Bessarabian politician and winemaker (1868–1935)

Constantin Mimi (10 March 1868 – 17 April 1935) was a Bessarabian politician and winemaker, whose family had noble origins.

== Biography ==

He graduated from Odessa State University and SupAgro (Montpellier).

When the February Revolution happened in Petrograd in 1917, the governor of Bessarabia Governorate stepped down and passed his legal powers to Constantin Mimi, the President of the Gubernial Zemstvo, which was named the Commissar of the Provisional Government in Bessarabia, with Vladimir Criste his deputy. Similar procedures took place in all regions of the Russian Empire: the chiefs of the Tsarist administrations passed their legal powers to the chiefs of the County and Governorate Zemstvos, which were then called County/Governorate Commissars.

On , Constantin Mimi, the official Commissar of the Russian Provisional Government (of Kerenski) in Chişinău, gathered delegates of all major political, national, professional and administrative organizations to a "delegation" to protest and reject the pretensions of the Ukrainian Central Rada to annex Bessarabia.

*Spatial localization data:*
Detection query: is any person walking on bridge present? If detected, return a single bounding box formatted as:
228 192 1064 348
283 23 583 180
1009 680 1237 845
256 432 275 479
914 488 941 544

*WHAT YOU SHOULD DO:* Reproduce the Constantin Mimi text word for word, starting at "When the February" and ending at "called County/Governorate Commissars.".

*ANSWER TO THIS TASK:*
When the February Revolution happened in Petrograd in 1917, the governor of Bessarabia Governorate stepped down and passed his legal powers to Constantin Mimi, the President of the Gubernial Zemstvo, which was named the Commissar of the Provisional Government in Bessarabia, with Vladimir Criste his deputy. Similar procedures took place in all regions of the Russian Empire: the chiefs of the Tsarist administrations passed their legal powers to the chiefs of the County and Governorate Zemstvos, which were then called County/Governorate Commissars.